Task description> Please copy the entries below word for word.

-- Material provided follows --

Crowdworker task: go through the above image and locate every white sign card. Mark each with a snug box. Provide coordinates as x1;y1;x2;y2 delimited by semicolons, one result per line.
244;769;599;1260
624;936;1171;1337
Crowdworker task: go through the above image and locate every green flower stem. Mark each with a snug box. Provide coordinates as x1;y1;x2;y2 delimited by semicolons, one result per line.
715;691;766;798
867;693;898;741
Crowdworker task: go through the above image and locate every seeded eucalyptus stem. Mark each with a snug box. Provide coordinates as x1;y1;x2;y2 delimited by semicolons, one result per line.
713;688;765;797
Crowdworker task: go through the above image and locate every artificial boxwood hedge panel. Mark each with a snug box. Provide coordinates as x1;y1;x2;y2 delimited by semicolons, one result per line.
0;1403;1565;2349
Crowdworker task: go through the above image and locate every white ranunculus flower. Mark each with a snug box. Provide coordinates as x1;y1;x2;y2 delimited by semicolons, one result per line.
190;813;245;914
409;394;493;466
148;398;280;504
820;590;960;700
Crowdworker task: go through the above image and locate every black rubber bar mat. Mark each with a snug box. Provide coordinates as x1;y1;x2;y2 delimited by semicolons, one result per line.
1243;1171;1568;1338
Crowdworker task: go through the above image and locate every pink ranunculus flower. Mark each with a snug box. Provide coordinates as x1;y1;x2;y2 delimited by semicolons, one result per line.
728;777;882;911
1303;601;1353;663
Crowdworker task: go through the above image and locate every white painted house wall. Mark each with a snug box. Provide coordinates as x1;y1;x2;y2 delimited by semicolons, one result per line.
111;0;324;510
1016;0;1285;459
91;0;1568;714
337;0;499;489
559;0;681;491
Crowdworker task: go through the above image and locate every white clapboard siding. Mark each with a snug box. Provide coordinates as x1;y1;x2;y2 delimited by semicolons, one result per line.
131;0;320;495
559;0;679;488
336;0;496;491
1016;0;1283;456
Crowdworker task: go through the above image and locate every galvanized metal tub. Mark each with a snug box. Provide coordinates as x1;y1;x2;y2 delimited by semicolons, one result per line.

-- Material provided concluded --

Written response>
Crowdworker task: go through the above image and locate every white sign card. Mark each with a snug box. Provide coordinates as x1;y1;x2;y2 delimited by semicolons, one result per line.
244;769;599;1260
624;936;1171;1337
Crowdworker task: go through the above image and locate every green flower stem. Mark each with a snug box. Provide coordinates as x1;y1;x2;y2 delimited by semicolons, one result per line.
715;691;766;798
867;693;898;741
Crowdworker task: go through the above image and locate every seeded eucalyptus stem. Mark each with a snug box. Provide coordinates as x1;y1;x2;y2 delimited by semicolons, one result per line.
713;688;765;797
Crowdworker task: go through the above image and locate every artificial boxwood hedge panel. Mark each with a snug box. Provide coordinates as x1;y1;x2;y2 delimited by semicolons, one result per line.
0;1403;1565;2349
Crowdworker task: go through the above image and locate every white ranunculus flower. Mark each with a snug box. Provide coordinates as x1;y1;x2;y2 delimited by semicolons, one result per line.
190;813;245;914
409;394;493;466
148;398;280;504
820;590;960;700
Crowdworker task: go through the above image and locate every black rubber bar mat. Mark each with a snug box. Provide coordinates as x1;y1;x2;y2 delimited by semicolons, one result per line.
1243;1171;1568;1338
Crowdworker task: go through the above image and locate every pink ranunculus flower. Mark each with a snug box. Provide coordinates as x1;y1;x2;y2 delimited by semicolons, one result per line.
728;777;882;911
1303;601;1353;663
Crowdworker task: go through the above image and locate every white painted house wall. Mark each with a snug box. Provide coordinates as x1;y1;x2;y2 delimited by semicolons, one result per line.
111;0;324;510
1016;0;1285;459
91;0;1568;714
337;0;499;489
559;0;681;491
Crowdworker task: go through the above image and locate every white clapboard siding. Mark each with a snug box. Provide coordinates as x1;y1;x2;y2 delimited by semicolons, one result per line.
131;0;320;495
559;0;679;488
336;0;496;491
1016;0;1283;456
Crowdworker task: go through the above image and locate every galvanized metal tub. Mark each with a snug box. Provide coordinates as x1;y1;x2;y2 delimited by semicolons, one result per line.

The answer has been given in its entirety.